**Work instruction**
According to the article about Bank of America's blockchain patents, how many blockchain patent filings does Bank of America reportedly hold?

**Extracted text**

((

The U.S. Patent and Trademark Office (USPTO) has posted a new patent filing from Bank of America that describes a multi-signature blockchain system that can be applied to the Internet of Things (IoT). The system will allow a wide variety of devices to exchange data, while also allowing users to curate that data and share it with third parties at will. However, while this patent might be a good thing for Bank of America, it probably won’t be such a good thing for the blockchain industry.
Bank of America Could Become a Blockchain Patent Troll
What sort of interest might Bank of America have in a blockchain system for the Internet of Things? This large American bank does not have any obvious ties to the IoT industry. Therefore, it would be warranted for skeptics to wonder why Bank of America filed this particular patent.
Banks have attempted to demonize cryptocurrencies and, by extension, blockchain for practically as long as this up and coming technology has been well-recognized. Now not only is Bank of America filing a patent that will apply blockchain and data to IoT, but it has also filed a patent for recording and storing cryptocurrency-related transactions in a blockchain-based system. Bank of America is reportedly one of the largest holders of blockchain patents with a staggering 50 filings.
This would seem to imply that Bank of America is looking for ways to legally control what blockchain and cryptocurrencies are used for, even if controlling them on a technological level is near-impossible. This is bad news for cryptocurrency and blockchain startups that wish to operate in the United States because they may unintentionally infringe on patents held by Bank of America or a similarly large corporation, like IBM.

))

**Entries from a data source**
((

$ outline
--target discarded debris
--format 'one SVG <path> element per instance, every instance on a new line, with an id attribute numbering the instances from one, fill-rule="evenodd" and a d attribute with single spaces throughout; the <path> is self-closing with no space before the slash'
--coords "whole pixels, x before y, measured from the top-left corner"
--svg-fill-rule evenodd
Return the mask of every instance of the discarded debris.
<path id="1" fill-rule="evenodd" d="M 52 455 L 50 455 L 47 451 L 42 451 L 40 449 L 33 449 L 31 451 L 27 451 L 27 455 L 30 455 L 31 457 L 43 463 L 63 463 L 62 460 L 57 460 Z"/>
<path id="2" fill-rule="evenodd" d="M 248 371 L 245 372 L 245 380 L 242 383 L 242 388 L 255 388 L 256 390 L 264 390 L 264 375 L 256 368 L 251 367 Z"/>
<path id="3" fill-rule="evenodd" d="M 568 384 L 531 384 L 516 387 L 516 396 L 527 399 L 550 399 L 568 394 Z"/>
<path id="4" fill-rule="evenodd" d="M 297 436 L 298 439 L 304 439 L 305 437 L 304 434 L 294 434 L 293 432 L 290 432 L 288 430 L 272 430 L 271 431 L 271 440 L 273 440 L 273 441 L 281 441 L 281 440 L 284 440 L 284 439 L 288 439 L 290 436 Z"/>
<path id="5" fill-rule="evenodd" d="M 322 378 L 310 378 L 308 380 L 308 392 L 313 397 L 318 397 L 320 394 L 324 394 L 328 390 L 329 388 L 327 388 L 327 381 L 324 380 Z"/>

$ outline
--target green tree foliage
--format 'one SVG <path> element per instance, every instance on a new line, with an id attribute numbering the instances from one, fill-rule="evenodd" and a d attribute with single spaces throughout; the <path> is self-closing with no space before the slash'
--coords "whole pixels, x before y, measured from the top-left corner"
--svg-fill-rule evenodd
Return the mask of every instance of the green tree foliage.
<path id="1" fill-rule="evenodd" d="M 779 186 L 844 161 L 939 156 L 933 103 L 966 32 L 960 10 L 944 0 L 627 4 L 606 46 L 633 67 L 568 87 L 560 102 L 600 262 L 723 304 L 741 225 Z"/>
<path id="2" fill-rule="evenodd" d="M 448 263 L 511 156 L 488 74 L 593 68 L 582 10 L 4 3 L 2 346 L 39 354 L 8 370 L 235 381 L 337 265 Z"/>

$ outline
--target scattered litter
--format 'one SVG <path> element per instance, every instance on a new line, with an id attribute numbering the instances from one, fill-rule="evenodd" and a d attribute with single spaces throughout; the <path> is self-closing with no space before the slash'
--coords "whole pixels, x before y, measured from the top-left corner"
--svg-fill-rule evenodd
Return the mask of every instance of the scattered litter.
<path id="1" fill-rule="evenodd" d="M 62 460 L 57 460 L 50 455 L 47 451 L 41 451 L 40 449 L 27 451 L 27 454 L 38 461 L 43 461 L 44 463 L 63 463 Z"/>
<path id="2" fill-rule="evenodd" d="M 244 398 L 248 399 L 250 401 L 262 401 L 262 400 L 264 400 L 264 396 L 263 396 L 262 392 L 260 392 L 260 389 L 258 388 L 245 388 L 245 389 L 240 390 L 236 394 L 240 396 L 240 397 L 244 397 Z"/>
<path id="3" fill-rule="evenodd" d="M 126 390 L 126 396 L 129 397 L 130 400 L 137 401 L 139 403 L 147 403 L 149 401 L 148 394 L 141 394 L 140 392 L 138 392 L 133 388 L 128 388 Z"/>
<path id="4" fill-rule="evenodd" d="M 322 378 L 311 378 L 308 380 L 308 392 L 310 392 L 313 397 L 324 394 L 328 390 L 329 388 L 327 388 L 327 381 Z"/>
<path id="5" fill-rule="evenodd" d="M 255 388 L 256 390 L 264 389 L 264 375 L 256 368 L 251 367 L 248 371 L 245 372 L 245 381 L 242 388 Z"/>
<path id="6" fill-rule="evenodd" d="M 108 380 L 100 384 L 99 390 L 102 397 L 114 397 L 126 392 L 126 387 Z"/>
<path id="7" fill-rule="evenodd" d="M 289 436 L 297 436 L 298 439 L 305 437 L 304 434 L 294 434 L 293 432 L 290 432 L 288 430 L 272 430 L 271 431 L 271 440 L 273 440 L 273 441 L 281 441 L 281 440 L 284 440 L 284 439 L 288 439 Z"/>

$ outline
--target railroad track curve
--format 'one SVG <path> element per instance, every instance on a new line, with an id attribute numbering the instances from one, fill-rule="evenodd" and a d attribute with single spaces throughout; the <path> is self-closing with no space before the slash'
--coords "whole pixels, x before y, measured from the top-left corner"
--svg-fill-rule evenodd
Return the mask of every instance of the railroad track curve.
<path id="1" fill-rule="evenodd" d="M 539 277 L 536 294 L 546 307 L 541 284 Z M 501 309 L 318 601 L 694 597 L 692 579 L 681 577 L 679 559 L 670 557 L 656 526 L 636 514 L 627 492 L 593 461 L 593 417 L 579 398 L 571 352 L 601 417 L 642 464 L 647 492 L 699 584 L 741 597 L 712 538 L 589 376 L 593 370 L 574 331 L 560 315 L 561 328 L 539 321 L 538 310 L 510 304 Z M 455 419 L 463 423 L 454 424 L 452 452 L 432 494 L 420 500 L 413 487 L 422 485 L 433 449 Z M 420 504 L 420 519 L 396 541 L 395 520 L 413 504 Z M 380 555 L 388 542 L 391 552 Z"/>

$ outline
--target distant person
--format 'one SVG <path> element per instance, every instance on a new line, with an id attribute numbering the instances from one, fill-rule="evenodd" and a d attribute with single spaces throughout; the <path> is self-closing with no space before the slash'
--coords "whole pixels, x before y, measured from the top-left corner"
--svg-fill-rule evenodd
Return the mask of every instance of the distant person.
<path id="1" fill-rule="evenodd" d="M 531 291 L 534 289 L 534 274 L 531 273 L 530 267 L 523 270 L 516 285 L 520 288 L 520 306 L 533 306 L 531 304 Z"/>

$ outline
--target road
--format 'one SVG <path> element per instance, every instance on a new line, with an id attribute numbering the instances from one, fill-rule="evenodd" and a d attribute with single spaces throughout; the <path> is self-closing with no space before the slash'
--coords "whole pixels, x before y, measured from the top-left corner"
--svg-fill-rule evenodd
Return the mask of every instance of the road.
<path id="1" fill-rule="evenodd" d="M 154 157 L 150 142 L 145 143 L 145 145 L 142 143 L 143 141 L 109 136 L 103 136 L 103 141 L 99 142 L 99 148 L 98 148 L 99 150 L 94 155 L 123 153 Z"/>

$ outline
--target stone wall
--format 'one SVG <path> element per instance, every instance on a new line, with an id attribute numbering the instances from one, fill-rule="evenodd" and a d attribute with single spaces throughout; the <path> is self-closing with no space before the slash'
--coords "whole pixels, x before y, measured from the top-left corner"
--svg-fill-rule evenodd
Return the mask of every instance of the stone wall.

))

**Problem solution**
Bank of America reportedly holds 50 blockchain patent filings.